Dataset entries
------------------------------------------------------------------------

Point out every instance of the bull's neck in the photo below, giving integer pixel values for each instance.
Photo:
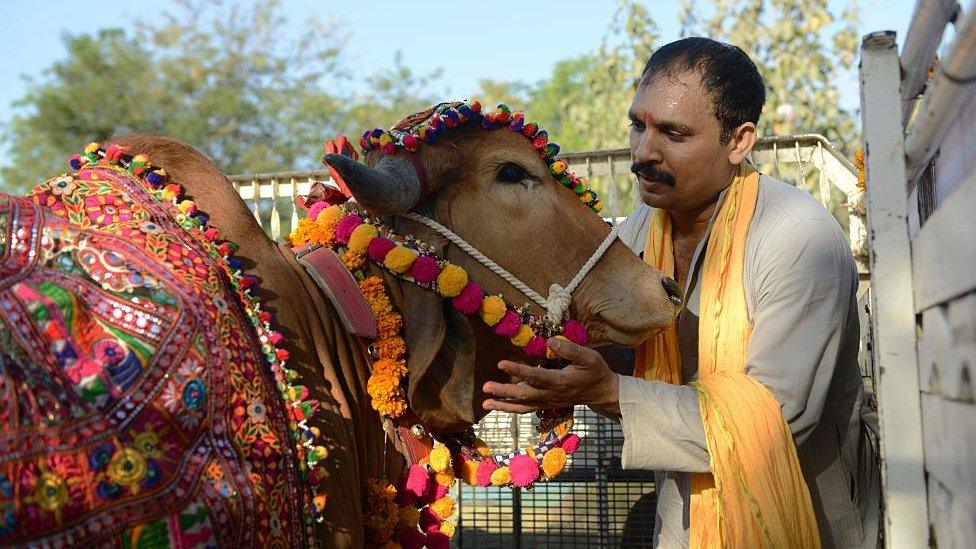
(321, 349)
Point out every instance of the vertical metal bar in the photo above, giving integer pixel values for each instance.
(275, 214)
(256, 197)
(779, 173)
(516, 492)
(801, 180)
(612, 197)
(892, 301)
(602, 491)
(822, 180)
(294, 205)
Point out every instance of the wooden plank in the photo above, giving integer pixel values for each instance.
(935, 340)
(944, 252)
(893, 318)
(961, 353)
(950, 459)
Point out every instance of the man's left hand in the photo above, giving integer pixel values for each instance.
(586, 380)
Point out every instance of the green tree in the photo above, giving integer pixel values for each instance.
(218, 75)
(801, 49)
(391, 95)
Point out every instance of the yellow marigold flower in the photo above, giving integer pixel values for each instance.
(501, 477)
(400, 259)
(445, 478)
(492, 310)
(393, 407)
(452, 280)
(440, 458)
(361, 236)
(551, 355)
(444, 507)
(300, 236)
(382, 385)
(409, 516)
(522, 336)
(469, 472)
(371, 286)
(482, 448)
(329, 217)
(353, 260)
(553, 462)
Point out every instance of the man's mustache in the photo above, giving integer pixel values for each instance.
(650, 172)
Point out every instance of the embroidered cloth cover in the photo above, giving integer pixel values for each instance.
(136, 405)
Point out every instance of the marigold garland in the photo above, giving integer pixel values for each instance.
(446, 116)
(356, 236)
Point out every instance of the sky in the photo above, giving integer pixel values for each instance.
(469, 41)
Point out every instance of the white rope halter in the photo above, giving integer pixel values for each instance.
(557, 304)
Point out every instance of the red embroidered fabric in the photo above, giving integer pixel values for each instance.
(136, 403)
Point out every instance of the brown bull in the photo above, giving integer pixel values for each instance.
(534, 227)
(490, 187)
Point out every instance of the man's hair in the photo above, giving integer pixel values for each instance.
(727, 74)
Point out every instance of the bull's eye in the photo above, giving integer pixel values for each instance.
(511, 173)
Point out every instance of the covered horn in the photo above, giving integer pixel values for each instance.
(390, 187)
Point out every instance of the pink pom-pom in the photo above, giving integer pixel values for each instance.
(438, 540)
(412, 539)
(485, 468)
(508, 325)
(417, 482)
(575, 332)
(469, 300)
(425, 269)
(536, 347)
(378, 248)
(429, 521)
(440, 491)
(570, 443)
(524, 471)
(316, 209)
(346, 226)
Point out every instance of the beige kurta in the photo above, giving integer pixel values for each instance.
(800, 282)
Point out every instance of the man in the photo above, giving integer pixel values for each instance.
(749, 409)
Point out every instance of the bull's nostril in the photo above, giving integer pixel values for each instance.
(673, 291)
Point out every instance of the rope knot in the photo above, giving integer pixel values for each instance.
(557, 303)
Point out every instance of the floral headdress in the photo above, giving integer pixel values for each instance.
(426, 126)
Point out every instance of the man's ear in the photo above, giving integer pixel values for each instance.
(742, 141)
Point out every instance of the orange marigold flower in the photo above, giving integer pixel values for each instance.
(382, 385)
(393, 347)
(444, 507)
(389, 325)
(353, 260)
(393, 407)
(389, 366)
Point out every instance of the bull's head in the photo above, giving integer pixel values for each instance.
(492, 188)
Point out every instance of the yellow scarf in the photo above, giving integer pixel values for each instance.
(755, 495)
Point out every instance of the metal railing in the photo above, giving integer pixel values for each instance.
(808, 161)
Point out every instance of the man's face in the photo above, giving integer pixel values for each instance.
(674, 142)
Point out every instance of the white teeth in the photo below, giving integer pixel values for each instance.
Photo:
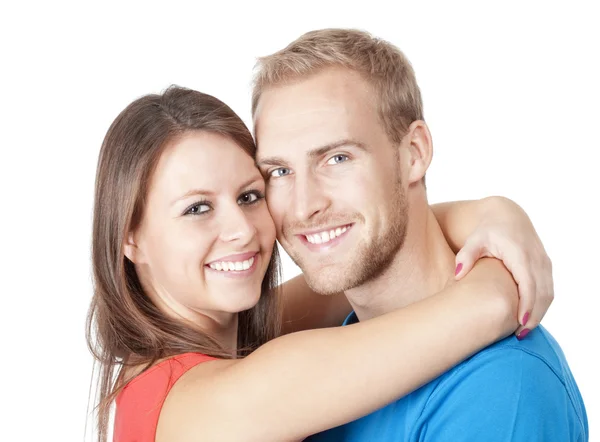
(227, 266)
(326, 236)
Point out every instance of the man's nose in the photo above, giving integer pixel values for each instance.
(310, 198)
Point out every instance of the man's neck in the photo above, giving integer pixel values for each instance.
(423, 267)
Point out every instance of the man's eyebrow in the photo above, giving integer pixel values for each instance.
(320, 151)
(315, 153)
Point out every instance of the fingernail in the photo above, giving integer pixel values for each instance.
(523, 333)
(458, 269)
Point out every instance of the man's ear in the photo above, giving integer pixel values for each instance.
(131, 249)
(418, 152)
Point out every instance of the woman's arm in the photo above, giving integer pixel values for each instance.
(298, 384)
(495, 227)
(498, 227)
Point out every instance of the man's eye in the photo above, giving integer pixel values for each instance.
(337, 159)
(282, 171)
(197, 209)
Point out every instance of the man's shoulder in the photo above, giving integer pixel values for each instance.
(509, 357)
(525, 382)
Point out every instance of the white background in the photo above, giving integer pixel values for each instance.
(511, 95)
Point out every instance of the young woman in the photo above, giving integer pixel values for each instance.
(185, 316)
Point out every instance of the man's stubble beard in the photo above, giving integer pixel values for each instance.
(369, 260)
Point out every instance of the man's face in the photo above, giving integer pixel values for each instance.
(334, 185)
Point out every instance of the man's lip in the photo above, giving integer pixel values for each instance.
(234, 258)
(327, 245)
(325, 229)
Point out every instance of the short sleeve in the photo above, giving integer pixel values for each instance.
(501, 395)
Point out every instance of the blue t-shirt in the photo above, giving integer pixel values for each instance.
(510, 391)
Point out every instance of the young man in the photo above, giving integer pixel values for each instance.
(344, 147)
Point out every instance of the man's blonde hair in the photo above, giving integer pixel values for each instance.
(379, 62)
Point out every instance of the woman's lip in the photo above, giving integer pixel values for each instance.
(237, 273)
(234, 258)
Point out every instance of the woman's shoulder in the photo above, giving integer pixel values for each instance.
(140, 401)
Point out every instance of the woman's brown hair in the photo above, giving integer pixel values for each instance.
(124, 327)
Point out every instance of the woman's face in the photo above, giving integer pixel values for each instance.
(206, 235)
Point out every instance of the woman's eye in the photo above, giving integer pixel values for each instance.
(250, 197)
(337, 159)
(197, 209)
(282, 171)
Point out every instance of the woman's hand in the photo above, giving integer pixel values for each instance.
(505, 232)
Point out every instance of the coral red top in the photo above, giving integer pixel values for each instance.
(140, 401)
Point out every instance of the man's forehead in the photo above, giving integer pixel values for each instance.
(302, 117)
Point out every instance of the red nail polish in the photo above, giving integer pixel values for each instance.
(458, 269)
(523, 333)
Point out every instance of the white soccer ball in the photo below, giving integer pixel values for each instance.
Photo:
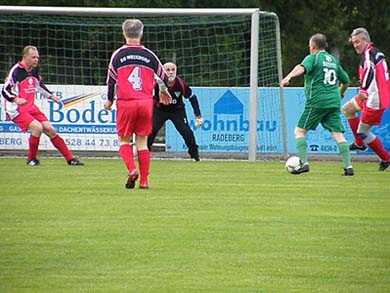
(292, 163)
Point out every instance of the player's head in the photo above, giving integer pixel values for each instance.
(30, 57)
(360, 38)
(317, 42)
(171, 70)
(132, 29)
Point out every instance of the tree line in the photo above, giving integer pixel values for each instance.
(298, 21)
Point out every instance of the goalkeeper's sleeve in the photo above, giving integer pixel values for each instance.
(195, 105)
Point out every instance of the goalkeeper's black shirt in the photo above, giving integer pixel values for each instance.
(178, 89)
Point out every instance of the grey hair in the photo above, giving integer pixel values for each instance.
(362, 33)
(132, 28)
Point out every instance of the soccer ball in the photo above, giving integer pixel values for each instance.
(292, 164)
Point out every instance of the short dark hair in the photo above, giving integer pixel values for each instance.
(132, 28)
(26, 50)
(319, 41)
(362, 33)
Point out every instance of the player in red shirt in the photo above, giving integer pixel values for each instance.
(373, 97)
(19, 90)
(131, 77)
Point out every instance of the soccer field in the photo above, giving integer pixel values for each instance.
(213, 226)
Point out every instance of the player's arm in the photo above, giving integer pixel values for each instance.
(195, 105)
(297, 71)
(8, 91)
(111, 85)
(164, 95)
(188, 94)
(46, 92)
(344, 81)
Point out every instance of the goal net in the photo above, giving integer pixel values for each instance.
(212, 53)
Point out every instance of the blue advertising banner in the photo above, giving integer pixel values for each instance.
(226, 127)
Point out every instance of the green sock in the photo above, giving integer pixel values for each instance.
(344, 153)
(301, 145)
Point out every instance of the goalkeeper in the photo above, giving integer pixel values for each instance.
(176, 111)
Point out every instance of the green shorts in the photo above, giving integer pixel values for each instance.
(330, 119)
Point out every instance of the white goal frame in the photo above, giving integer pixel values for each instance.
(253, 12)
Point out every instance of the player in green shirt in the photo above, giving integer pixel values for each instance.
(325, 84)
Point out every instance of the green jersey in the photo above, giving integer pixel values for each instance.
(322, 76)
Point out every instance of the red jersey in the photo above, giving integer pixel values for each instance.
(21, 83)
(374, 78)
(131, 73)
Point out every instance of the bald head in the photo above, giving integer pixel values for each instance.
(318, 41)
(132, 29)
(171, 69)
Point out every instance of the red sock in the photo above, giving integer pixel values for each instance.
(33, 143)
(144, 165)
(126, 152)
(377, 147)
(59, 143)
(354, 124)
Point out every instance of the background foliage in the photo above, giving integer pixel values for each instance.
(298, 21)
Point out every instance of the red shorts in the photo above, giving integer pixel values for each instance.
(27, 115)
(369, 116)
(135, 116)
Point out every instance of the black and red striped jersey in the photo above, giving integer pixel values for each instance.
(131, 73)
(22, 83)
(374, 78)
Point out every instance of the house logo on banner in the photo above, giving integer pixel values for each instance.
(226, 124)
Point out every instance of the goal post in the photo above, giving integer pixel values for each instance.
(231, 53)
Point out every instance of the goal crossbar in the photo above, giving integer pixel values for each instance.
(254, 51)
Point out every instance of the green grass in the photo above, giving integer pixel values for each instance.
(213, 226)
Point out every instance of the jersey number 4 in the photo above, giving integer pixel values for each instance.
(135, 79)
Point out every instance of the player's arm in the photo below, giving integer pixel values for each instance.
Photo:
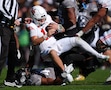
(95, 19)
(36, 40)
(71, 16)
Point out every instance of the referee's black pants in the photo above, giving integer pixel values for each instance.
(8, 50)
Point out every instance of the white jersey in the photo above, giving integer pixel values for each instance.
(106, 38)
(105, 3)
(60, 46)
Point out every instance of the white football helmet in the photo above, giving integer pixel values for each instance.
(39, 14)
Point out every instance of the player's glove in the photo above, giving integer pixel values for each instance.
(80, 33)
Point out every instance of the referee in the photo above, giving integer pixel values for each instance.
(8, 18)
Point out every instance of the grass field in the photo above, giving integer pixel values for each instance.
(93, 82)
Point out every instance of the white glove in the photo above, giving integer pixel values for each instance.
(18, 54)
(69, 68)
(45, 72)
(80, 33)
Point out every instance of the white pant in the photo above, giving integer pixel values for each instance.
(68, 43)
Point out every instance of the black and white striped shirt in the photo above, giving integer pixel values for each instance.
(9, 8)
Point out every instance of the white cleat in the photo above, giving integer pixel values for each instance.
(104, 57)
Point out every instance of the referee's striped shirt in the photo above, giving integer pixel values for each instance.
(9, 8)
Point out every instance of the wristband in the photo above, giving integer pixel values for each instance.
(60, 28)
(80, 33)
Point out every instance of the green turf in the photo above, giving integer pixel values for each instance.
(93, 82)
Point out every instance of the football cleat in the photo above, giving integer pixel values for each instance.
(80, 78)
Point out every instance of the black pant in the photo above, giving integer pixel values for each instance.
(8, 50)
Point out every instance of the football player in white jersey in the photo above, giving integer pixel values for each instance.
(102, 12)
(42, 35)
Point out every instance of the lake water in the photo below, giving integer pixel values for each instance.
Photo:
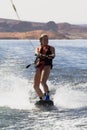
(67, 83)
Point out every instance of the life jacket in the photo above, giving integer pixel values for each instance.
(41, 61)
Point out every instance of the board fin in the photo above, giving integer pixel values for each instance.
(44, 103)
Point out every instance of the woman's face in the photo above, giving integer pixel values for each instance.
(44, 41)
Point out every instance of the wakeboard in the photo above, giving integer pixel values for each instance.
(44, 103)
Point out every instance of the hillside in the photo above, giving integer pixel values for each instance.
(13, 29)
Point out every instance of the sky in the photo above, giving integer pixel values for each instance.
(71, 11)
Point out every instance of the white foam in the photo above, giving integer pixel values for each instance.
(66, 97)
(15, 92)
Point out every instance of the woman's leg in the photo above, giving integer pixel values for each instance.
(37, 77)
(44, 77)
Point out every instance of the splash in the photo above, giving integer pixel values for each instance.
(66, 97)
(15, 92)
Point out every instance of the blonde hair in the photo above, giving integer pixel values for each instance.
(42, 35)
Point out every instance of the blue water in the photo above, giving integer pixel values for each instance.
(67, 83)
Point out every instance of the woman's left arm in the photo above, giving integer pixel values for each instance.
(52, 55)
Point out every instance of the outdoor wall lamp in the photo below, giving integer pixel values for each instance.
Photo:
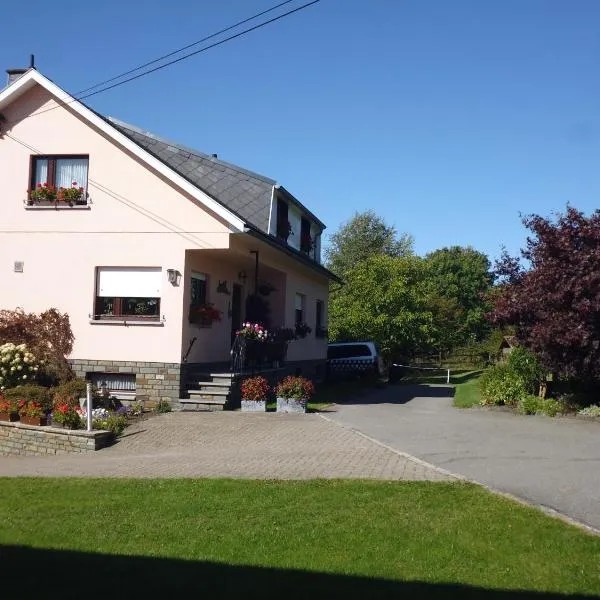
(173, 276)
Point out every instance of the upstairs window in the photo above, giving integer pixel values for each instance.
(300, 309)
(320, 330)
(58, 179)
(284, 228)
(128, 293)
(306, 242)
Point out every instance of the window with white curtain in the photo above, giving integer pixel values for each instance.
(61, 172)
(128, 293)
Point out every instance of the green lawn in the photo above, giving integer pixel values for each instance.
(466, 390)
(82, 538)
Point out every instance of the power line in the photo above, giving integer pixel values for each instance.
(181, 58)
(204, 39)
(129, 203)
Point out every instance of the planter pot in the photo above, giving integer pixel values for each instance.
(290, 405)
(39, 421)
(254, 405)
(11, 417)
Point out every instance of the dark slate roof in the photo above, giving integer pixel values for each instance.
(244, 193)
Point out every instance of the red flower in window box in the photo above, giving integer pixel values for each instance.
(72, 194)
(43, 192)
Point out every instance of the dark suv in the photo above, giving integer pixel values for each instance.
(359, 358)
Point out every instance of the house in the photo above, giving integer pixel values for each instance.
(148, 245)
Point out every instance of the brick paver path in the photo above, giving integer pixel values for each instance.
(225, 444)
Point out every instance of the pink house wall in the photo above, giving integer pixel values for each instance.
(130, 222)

------------------------------------------------------------------------

▸ **Exercise directions**: Search the records for the word "below" and copy every line where it occurs.

▸ **Response box**:
Point out every instance of the bull's neck in the photo below, giving integer pixel values for each instance.
Point out every instance of the white teeth in the photo below, giving integer pixel values for each instance.
Point out every instance of the white soccer ball in the photo below, giving integer pixel values for each instance.
Point out every instance of the player's arm in the photo below, giving integer pixel values for each instance.
Point out every instance of the lake water in the photo below, giving integer pixel values for each instance.
Point out every instance of the outdoor wall lamp in the photo below, giving integer pixel values for each instance.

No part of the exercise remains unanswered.